*TASK GOAL*: Update the records from the start through the line holding "[190,153,528,952]", inclusive, by swapping every "beige" for "tan" and changing nothing else. Return only those lines.

— start of RECORDS SHOWN —

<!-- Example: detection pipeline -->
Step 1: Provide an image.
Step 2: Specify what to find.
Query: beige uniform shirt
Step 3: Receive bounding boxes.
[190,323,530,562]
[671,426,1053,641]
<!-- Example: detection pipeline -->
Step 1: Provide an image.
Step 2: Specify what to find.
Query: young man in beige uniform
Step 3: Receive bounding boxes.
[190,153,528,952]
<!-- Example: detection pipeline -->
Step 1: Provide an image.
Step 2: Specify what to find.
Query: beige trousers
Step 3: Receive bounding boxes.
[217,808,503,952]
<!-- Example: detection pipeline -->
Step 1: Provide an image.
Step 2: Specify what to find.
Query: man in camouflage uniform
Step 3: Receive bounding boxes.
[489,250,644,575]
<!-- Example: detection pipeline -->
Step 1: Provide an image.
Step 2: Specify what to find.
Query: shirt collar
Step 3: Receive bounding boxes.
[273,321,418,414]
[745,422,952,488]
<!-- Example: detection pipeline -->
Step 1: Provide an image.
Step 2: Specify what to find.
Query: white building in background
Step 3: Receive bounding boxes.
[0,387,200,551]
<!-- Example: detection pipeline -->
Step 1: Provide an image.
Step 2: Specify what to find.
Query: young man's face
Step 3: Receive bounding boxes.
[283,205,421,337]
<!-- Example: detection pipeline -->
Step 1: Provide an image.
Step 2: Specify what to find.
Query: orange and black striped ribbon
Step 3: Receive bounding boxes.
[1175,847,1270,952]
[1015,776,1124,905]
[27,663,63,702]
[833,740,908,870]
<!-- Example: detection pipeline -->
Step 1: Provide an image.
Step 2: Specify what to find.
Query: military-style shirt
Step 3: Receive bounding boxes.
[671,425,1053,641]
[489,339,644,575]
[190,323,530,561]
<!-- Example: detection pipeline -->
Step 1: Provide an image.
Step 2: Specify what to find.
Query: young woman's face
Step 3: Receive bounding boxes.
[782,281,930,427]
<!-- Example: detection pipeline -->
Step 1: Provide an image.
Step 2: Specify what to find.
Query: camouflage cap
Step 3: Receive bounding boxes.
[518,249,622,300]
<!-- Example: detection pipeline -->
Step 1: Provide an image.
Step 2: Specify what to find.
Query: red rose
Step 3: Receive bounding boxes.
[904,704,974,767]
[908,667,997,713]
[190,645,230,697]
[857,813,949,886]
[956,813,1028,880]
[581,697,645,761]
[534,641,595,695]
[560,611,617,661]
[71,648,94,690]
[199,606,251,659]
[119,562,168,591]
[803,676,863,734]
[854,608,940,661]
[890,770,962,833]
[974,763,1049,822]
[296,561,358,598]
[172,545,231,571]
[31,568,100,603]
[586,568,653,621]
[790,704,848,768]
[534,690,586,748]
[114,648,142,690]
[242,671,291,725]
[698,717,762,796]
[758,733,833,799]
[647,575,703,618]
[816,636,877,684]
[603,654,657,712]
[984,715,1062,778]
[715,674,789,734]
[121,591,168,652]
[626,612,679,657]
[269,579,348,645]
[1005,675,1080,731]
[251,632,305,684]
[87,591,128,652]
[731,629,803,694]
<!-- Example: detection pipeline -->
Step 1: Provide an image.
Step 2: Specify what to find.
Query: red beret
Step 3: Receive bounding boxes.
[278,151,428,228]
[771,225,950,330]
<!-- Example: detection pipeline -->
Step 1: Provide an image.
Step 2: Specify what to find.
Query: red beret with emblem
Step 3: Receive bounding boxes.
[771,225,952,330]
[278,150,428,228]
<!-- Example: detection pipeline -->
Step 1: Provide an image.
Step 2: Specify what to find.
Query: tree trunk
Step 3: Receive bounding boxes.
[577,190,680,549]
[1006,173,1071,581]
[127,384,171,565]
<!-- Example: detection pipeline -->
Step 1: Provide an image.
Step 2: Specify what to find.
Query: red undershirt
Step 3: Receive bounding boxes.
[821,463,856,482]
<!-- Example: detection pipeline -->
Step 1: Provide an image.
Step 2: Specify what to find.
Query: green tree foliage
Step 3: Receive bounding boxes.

— end of RECORDS SHOWN —

*ANSWER BELOW*:
<!-- Example: detection pipeline -->
Step 1: Provide an image.
Step 2: Specify what to find.
Query: tan uniform shirt
Step 3: Receive bounding boxes.
[190,323,530,562]
[671,426,1053,641]
<!-- Example: detection pipeline -->
Step 1: Provide an image.
Step 2: Specify what to find.
Query: young man in tan uniform
Step 3: Receive bounding boxes.
[190,153,528,952]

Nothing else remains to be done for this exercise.